**WHAT THE EXERCISE ASKS**
When you return the entries, keep every word and mark exactly as it is.

Saved entries
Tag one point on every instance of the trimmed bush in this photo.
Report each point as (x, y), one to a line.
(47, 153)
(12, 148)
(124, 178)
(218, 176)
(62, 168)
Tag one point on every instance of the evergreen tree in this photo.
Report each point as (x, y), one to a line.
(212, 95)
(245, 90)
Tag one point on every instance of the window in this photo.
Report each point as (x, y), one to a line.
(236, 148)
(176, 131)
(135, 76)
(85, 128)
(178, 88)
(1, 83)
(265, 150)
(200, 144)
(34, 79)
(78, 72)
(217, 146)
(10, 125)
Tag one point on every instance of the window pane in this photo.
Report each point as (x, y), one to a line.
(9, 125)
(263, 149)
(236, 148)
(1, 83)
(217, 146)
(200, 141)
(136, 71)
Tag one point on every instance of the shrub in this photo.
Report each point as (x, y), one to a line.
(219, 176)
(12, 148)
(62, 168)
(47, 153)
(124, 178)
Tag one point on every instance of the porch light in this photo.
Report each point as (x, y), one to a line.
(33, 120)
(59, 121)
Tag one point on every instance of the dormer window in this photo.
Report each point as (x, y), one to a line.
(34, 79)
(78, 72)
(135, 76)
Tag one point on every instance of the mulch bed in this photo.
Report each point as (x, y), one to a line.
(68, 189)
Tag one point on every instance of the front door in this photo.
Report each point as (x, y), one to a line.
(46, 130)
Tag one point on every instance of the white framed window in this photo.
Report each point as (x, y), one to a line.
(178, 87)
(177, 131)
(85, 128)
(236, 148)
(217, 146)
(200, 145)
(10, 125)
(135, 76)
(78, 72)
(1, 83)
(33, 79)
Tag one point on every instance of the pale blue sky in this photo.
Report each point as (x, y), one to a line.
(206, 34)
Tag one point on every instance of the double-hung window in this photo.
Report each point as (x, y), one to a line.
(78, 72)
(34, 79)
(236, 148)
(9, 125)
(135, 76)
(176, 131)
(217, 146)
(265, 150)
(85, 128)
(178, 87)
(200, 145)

**REPLY TO THE EXERCISE**
Tag one point on every instance of the trimmed bush in this photo.
Report each point as (x, y), one to a line.
(47, 153)
(12, 148)
(124, 178)
(218, 176)
(62, 168)
Tag one point on every instance of the evergreen tree in this photo.
Report each point as (x, y), one to a line.
(212, 95)
(245, 90)
Tag one point on every instance of the window in this photo.
Report each point as (x, y), one to a line.
(236, 148)
(176, 131)
(135, 76)
(85, 128)
(178, 88)
(1, 83)
(265, 150)
(200, 144)
(34, 79)
(78, 72)
(217, 146)
(10, 125)
Tag one point on every instance of the window pane in this photo.
Report each point as (x, y), one to a line.
(9, 125)
(263, 149)
(236, 148)
(1, 83)
(217, 146)
(200, 141)
(136, 71)
Tag one point on every instance of the shrub in this photo.
Report each point as (x, y), one to a line.
(219, 176)
(12, 148)
(62, 168)
(47, 153)
(124, 178)
Tag one point on every instance of the porch light in this photo.
Report each point as (x, y), one to a line.
(33, 120)
(59, 121)
Tag one point on every instance of the dormer window in this photo.
Report each point as (x, y), one to a line.
(34, 79)
(78, 72)
(135, 76)
Tag one point on every instance of the mulch bed in this photo.
Report each point as (x, y), one to a line.
(68, 189)
Tag one point on every instance of the front door in this photo.
Report each point as (x, y), one to a line.
(46, 130)
Tag one point on every instance of the white framed window in this photo.
Report each point as (x, y), one to a line.
(178, 87)
(177, 131)
(85, 128)
(236, 148)
(217, 146)
(200, 145)
(10, 125)
(135, 76)
(78, 72)
(1, 83)
(33, 79)
Tag one point on every instance of the pale blue sky in this photo.
Report each point as (x, y), one to a line.
(206, 34)
Tag one point on every instance of the double-hung window in this photo.
Report each point as (x, y), one to a line.
(78, 72)
(34, 79)
(236, 148)
(9, 125)
(135, 76)
(176, 131)
(217, 146)
(265, 150)
(85, 128)
(178, 87)
(200, 145)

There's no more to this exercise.